== Try it ==
I'd like the entries that follow repeated exactly, with the pictures left out.

------------------------------------------------------------------------

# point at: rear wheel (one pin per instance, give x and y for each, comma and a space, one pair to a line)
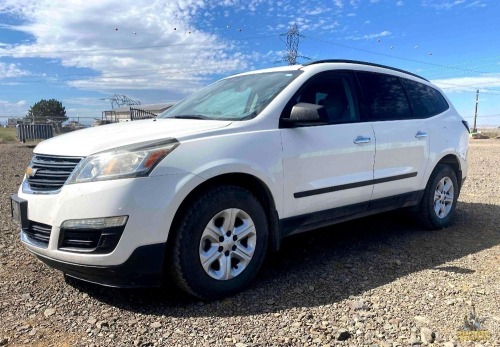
438, 204
220, 243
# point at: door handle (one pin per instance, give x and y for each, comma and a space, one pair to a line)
361, 139
421, 134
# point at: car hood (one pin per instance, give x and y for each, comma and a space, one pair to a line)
97, 139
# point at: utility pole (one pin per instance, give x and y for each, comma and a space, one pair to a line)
292, 45
474, 130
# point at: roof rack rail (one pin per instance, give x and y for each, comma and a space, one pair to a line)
363, 63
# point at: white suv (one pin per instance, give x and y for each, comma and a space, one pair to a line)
206, 189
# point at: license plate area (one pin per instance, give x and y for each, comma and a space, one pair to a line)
19, 210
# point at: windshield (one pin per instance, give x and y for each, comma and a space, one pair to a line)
234, 98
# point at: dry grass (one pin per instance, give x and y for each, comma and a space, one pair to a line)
7, 134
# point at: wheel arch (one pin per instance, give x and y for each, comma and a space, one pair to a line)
247, 181
452, 161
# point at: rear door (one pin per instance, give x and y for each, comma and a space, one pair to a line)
402, 140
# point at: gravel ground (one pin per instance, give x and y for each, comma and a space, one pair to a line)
378, 281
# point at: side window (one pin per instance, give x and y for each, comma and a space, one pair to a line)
385, 96
425, 101
335, 92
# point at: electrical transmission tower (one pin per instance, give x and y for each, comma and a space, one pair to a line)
292, 45
118, 100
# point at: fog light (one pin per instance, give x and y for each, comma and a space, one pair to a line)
95, 223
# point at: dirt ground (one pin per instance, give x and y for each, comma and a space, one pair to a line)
378, 281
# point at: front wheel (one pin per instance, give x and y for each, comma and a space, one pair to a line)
438, 204
220, 243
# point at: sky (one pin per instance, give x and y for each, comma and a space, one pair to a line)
83, 52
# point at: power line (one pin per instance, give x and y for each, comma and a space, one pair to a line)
393, 56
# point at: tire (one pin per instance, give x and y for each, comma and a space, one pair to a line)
219, 243
439, 201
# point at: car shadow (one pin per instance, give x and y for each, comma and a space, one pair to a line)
331, 264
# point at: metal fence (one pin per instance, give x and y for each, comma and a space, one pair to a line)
138, 114
34, 132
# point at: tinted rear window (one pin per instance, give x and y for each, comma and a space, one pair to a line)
385, 96
425, 101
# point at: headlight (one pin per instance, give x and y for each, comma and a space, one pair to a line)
125, 162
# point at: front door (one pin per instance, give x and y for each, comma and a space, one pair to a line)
330, 165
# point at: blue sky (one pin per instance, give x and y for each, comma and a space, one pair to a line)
81, 52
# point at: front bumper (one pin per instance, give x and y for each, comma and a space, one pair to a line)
150, 204
144, 268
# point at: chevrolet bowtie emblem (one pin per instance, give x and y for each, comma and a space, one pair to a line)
30, 172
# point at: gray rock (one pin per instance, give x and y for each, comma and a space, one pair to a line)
343, 335
422, 319
49, 312
427, 335
155, 325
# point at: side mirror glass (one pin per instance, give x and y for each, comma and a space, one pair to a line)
305, 114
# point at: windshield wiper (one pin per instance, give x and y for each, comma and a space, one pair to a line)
190, 116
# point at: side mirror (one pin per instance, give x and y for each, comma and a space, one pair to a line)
305, 114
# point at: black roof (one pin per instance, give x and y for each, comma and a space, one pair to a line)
363, 63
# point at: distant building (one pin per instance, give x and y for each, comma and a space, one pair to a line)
12, 122
126, 113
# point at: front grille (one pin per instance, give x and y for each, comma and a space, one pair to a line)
50, 172
38, 233
90, 240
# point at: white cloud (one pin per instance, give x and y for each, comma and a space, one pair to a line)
484, 83
338, 3
129, 44
370, 36
448, 4
11, 70
12, 109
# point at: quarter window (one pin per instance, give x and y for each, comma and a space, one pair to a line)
385, 96
425, 100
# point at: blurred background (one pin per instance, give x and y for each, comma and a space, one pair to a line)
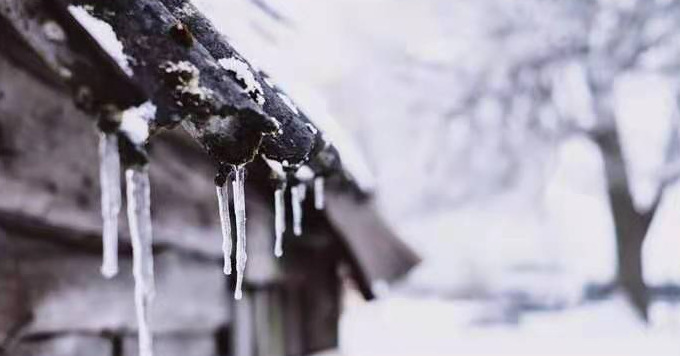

------------------------------------------------------------------------

== Task output ==
# point at: rear wheel (one pin per instance, give x and y for each, comma and a space, one pair to a line)
438, 204
220, 243
# point at: door handle (one pin per instance, give x and y for each, comma and a space, one pair to a line)
361, 139
421, 134
# point at: car hood (one pin per instance, give x and y for each, comma and a space, one pair to a line)
97, 139
# point at: utility pole (one pin per instance, give x and y for each, comma and a space, one pair to a line)
292, 45
474, 130
# point at: roof rack rail (one pin per instance, give x and y for each, comma and a space, one pair to a line)
363, 63
# point at: white suv (one pin per instance, give x and y for each, comma and a space, one pair to a line)
206, 189
# point at: license plate area (one pin per instance, give x and y for each, comma and a space, one pair to a line)
19, 210
# point at: windshield (one pin per instance, give x and y for each, comma and a space, one pair to a line)
234, 98
# point at: dry grass (one pin per instance, give x and y for each, comma and a space, one pair to a line)
7, 134
# point at: wheel arch (one pin per instance, give x and y for each, comma and a space, one pair to a line)
247, 181
452, 161
# point at: rear door (one pin per instance, give x and y for each, comma and a space, one pair to a line)
402, 140
# point at: gravel ground (one pin per instance, give x and y for each, comma and a space, one pair to a line)
378, 281
# point at: side window (one pin per instance, give x and y for each, comma and a space, one pair to a line)
385, 96
425, 101
335, 92
# point at: electrical transmission tower (one pin per instance, give x and y for each, comma and a space, one pair to a line)
292, 45
118, 100
# point at: fog light (one pin per instance, give x and y for each, comma and a space, one pair to a line)
95, 223
# point at: dirt ground (one pin per instance, give x and y for each, comma and a space, one pair to a line)
378, 281
# point at: front wheel (one pin per instance, give x and y for each, comma and a space, one pair to a line)
438, 204
220, 243
# point at: sky (one pin per instance, give x and y for each, comma and a space, one pair to a line)
83, 52
# point at: power line (one pin per instance, give x and y for each, comma and a space, one pair to a line)
393, 56
# point at: tire (one pin per instance, give x and y for each, comma and a space, one pair to a line)
219, 243
439, 201
# point at: car shadow (one pin per instance, give x and y for each, comma and a space, one pair to a line)
331, 264
# point at: metal fence (one pin per instance, give x and y for each, comma and a space, one pair to a line)
138, 114
34, 132
# point at: tinted rear window (one pin per instance, give x and y for each, comma and a space, one pair to a line)
385, 96
425, 101
# point at: headlight (one pin per instance, give x and y for each, comma and a space, one pair to a line)
125, 162
# point at: front door (one pin per instance, give x and y for each, comma and a space, one pair to a line)
330, 165
# point at: blue sky (one pin per instance, give x and y for each, comma and a space, one pair to a line)
81, 52
# point at: front bumper (one pin per instance, give x and y for each, comma and a space, one pair to a line)
150, 204
144, 268
# point at: chevrolet bowtie emblem (one pin per instance, give x and y for each, comma and a space, one pair to a line)
30, 172
# point at: gray rock (one pin per instance, give x and y for each, comma and a space, one pair to a line)
343, 335
422, 319
49, 312
427, 335
155, 325
# point at: side mirror glass (one pin per instance, give x and y for each, comma and a space, one pair to a line)
305, 114
# point at: windshield wiper (one pin per instance, give x and y for each, comma and a space, one pair to a line)
190, 116
# point at: side mirror (one pin per instance, give x and y for each, comma and a space, one pair to a line)
305, 114
# point at: black roof (one pin per instance, give x and y for each, comma and a space, one pair to a line)
363, 63
# point at: distant building (one pin per instance, give x and y for each, comma and a space, one pair to a line)
12, 122
126, 113
# point at: front grille (one pin per instance, give x and y for each, comma and a space, one pair to a line)
50, 172
38, 233
90, 240
# point at: white cloud (one pin per instance, give x and y for each, comma and a space, one pair to a line)
484, 83
338, 3
129, 44
370, 36
448, 4
11, 70
12, 109
# point at: quarter window (one pin per instance, give x and y for each, comma and a space, one pair to a line)
385, 96
425, 100
# point at: blurred background (one pin per instance, give x and y for each, comma and a space, one pair to a line)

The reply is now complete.